▼

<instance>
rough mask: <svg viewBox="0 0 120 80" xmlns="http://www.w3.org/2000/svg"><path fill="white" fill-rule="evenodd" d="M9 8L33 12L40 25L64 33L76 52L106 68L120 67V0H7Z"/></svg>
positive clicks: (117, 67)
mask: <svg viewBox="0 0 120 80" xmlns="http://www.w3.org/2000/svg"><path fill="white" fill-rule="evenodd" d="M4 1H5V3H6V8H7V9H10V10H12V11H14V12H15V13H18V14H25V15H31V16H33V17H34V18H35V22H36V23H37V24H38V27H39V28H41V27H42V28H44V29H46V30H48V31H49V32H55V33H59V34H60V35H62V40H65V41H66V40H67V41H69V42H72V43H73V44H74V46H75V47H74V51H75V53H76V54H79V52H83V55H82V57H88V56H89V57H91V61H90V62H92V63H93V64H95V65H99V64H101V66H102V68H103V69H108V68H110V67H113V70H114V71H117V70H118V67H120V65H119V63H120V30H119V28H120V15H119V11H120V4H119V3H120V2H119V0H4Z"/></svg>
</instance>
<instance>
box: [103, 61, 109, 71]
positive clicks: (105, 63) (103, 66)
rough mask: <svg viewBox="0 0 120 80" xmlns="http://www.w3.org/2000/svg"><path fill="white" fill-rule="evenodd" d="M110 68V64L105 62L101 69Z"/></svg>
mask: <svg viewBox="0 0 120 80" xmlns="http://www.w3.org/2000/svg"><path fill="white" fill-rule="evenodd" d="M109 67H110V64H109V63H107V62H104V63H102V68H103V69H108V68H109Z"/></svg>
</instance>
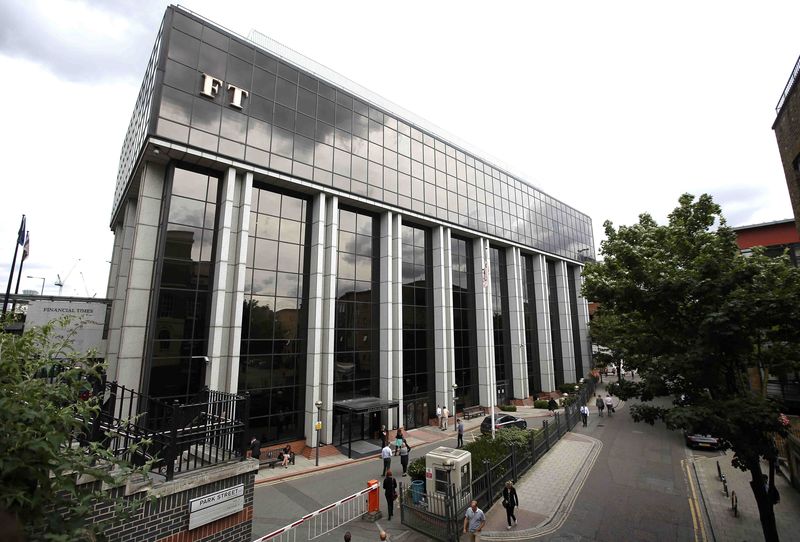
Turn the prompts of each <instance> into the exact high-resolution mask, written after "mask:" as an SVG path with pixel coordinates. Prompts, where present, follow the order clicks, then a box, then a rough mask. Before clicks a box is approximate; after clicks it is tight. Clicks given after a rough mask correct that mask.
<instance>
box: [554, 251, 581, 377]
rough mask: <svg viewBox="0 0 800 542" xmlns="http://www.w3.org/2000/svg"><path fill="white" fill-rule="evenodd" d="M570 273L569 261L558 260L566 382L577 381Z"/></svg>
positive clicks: (560, 321)
mask: <svg viewBox="0 0 800 542" xmlns="http://www.w3.org/2000/svg"><path fill="white" fill-rule="evenodd" d="M568 281H569V274H568V273H567V262H565V261H563V260H559V261H558V262H556V293H557V294H558V320H559V325H560V329H561V359H562V367H563V369H564V382H575V381H577V380H578V378H577V377H576V375H575V345H574V343H573V342H572V309H571V307H570V303H569V284H568Z"/></svg>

▲

● **HOW TO COMPLETE THIS TASK**: Repeat all of the entries above word for word and omit the pictures.

● **WRITTEN ANSWER**:
<instance>
rough mask: <svg viewBox="0 0 120 80" xmlns="http://www.w3.org/2000/svg"><path fill="white" fill-rule="evenodd" d="M9 8L33 12L40 25L64 33L76 52L106 68L120 67V0H7Z"/></svg>
positive clicks: (117, 67)
mask: <svg viewBox="0 0 120 80" xmlns="http://www.w3.org/2000/svg"><path fill="white" fill-rule="evenodd" d="M4 1H5V3H6V8H7V9H10V10H12V11H14V12H15V13H18V14H25V15H31V16H33V17H34V18H35V22H36V23H37V24H38V27H39V28H41V27H42V28H44V29H46V30H48V31H49V32H55V33H59V34H60V35H62V40H65V41H66V40H67V41H69V42H72V43H73V44H74V46H75V47H74V51H75V53H76V54H79V52H83V55H82V57H88V56H89V57H91V61H90V62H92V63H93V64H95V65H99V64H101V66H102V68H103V69H108V68H110V67H113V70H114V71H117V70H118V67H120V65H119V63H120V30H119V28H120V15H119V11H120V4H119V3H120V2H119V0H4Z"/></svg>
</instance>
<instance>
box: [103, 61, 109, 71]
positive clicks: (105, 63) (103, 66)
rough mask: <svg viewBox="0 0 120 80" xmlns="http://www.w3.org/2000/svg"><path fill="white" fill-rule="evenodd" d="M110 68V64L105 62L101 69Z"/></svg>
mask: <svg viewBox="0 0 120 80" xmlns="http://www.w3.org/2000/svg"><path fill="white" fill-rule="evenodd" d="M109 67H110V64H109V63H107V62H104V63H102V68H103V69H108V68H109Z"/></svg>
</instance>
Turn the prompts of each <instance> into the exact high-resolution mask, written after "mask:" as an SVG path with pixel coordinates. Prompts, where present, follow the order clicks, then a box, then a rough mask. Before clicks a box is approximate; after clicks it is tight. Clicks given after a rough mask correct that mask.
<instance>
box: [554, 251, 581, 377]
rough mask: <svg viewBox="0 0 800 542" xmlns="http://www.w3.org/2000/svg"><path fill="white" fill-rule="evenodd" d="M570 273L569 261L558 260L566 382L577 381Z"/></svg>
positive clicks: (560, 321)
mask: <svg viewBox="0 0 800 542" xmlns="http://www.w3.org/2000/svg"><path fill="white" fill-rule="evenodd" d="M568 281H569V274H568V273H567V262H565V261H563V260H559V261H558V262H556V293H557V294H558V320H559V325H560V329H561V359H562V367H563V369H564V382H575V381H577V380H578V378H577V377H576V375H575V345H574V343H573V342H572V309H571V307H570V303H569V284H568Z"/></svg>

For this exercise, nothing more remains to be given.